TASK REQUIREMENTS -
Provide an exact copy of the lines from the beginning of the records through the line that includes "Ground blue sky in the image above.", and of no others.

DATA TO EXAMINE -
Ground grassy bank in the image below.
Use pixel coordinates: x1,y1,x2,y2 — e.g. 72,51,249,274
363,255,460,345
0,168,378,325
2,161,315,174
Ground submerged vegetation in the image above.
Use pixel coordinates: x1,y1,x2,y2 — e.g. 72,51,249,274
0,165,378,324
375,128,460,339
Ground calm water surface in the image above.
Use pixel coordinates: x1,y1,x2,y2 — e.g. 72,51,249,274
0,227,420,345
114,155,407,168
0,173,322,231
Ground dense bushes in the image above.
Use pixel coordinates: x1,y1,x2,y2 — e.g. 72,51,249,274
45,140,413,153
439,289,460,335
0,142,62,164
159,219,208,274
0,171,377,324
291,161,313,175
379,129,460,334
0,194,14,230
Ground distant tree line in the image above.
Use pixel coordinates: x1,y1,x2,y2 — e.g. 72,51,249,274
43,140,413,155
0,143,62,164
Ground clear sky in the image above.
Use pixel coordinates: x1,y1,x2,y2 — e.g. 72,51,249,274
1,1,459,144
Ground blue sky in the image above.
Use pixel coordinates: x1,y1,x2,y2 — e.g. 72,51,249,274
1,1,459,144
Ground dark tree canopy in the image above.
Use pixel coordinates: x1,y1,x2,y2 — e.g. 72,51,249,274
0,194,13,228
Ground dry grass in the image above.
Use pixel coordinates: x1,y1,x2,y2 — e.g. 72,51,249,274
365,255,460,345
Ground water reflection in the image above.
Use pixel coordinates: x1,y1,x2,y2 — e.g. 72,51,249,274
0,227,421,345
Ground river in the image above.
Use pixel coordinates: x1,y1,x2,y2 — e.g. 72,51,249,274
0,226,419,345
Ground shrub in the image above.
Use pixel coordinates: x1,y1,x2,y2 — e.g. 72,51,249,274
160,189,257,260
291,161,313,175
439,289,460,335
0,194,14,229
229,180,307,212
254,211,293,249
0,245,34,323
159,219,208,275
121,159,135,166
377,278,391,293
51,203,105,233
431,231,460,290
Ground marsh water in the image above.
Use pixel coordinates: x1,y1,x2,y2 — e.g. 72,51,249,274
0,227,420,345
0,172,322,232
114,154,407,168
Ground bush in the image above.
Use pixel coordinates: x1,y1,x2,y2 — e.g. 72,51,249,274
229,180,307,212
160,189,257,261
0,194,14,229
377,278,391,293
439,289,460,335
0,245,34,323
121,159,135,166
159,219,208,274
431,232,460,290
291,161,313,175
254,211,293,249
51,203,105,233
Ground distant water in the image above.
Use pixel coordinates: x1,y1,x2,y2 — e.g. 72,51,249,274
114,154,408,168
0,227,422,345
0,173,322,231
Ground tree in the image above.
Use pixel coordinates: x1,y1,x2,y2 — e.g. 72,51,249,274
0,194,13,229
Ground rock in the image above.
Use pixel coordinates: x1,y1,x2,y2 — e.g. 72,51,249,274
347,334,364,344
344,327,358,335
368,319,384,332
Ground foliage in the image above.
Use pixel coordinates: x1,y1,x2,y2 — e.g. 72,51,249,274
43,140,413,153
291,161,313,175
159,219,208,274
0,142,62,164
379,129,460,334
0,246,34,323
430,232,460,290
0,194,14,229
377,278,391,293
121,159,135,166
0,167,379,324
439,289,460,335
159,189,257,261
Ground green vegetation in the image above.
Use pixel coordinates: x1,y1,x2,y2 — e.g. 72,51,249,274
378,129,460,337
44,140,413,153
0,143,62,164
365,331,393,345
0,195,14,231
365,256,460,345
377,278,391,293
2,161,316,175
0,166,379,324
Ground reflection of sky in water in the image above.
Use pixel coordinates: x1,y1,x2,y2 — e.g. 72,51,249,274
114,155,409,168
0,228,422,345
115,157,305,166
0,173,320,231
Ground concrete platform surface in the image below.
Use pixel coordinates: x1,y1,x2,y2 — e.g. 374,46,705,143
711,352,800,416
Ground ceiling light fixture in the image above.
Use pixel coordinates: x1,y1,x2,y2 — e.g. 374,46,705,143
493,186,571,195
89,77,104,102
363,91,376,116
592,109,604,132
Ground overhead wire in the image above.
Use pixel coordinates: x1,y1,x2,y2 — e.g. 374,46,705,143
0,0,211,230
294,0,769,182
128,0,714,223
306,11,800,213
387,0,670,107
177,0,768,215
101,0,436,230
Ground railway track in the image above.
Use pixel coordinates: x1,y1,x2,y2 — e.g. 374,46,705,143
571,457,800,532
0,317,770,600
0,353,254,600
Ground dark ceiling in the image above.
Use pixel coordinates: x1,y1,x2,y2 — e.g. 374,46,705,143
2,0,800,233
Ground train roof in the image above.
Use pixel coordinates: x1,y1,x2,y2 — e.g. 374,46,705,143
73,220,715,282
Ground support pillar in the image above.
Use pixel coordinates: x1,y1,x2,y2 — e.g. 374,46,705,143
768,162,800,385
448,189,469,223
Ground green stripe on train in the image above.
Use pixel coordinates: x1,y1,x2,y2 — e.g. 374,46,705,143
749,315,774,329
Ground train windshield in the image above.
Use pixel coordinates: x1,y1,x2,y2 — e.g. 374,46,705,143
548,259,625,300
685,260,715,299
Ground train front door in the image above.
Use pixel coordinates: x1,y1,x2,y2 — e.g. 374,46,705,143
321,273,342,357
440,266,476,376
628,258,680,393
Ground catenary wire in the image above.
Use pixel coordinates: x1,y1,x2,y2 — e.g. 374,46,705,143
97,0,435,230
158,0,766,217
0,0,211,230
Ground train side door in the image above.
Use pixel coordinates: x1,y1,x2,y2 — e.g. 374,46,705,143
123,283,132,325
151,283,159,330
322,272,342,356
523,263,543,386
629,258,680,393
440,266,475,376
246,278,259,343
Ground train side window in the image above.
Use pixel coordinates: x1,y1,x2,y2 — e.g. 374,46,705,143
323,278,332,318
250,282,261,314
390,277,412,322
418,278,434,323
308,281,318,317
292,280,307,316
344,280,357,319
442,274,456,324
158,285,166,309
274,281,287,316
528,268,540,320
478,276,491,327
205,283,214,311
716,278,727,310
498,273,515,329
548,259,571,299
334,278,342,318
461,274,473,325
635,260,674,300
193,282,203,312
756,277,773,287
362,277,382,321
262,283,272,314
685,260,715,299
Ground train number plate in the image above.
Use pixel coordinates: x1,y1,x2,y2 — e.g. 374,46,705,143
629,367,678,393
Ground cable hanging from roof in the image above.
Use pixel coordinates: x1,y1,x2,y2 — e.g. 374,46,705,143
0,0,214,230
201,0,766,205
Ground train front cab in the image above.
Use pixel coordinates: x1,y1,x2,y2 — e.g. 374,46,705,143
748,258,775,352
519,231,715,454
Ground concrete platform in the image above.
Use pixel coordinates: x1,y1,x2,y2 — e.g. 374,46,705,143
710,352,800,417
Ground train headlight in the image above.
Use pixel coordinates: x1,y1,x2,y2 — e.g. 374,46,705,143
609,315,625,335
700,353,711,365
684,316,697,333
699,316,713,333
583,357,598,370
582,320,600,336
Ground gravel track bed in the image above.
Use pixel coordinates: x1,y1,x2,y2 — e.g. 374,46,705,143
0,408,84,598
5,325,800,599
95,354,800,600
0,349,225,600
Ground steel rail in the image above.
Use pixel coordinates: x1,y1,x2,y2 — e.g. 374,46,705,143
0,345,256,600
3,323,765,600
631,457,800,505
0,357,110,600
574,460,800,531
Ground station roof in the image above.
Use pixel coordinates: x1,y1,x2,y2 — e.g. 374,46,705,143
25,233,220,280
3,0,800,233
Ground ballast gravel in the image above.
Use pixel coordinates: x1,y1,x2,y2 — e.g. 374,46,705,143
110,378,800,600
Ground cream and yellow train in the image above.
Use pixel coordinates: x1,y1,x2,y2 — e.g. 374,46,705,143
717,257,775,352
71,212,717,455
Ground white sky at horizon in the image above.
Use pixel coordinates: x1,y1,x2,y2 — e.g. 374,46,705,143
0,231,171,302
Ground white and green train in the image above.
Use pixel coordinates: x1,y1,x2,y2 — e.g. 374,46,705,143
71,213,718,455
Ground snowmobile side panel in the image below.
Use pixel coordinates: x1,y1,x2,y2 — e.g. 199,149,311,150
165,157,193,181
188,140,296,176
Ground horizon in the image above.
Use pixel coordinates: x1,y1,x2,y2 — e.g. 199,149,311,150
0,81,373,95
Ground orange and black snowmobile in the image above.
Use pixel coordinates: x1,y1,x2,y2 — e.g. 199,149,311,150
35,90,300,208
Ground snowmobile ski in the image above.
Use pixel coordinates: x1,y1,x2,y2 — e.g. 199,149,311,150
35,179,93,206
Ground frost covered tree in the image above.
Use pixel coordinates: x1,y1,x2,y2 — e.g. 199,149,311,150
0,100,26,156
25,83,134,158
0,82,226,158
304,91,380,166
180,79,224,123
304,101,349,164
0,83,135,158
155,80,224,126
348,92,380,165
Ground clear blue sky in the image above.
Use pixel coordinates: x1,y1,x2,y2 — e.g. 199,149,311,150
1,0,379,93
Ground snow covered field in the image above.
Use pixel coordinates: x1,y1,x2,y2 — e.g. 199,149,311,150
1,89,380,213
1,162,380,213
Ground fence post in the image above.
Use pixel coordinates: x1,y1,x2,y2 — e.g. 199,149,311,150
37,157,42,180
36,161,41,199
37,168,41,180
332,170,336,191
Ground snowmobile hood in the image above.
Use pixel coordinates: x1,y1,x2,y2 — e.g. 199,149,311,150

YOUR RESPONSE -
Ground grassy bank in the image below.
Use pixel coordinates: x1,y1,x2,y2 — e.g. 72,51,249,274
363,255,460,345
0,168,378,325
2,161,315,174
Ground submerged vegetation in the image above.
Use pixel coordinates: x1,y1,x2,y2 — e.g. 72,51,249,274
0,165,378,324
375,128,460,339
Ground calm water surface in the image above.
Use pixel coordinates: x1,y1,x2,y2 — e.g. 72,51,249,274
0,227,420,345
114,155,407,168
0,173,322,231
Ground dense bushes in the image above.
Use pixel coordinates: x1,y1,x2,y2 — e.g. 72,51,249,274
45,140,413,153
439,289,460,335
0,142,62,164
159,219,208,274
0,171,377,324
291,161,313,175
379,129,460,334
0,194,14,230
Ground distant tree line in the image above.
Use pixel coordinates: x1,y1,x2,y2 — e.g. 72,51,249,274
43,140,413,155
0,143,62,164
Ground clear sky in the image above.
Use pixel coordinates: x1,y1,x2,y2 — e.g. 72,51,249,274
1,1,459,144
Ground blue sky in the image above.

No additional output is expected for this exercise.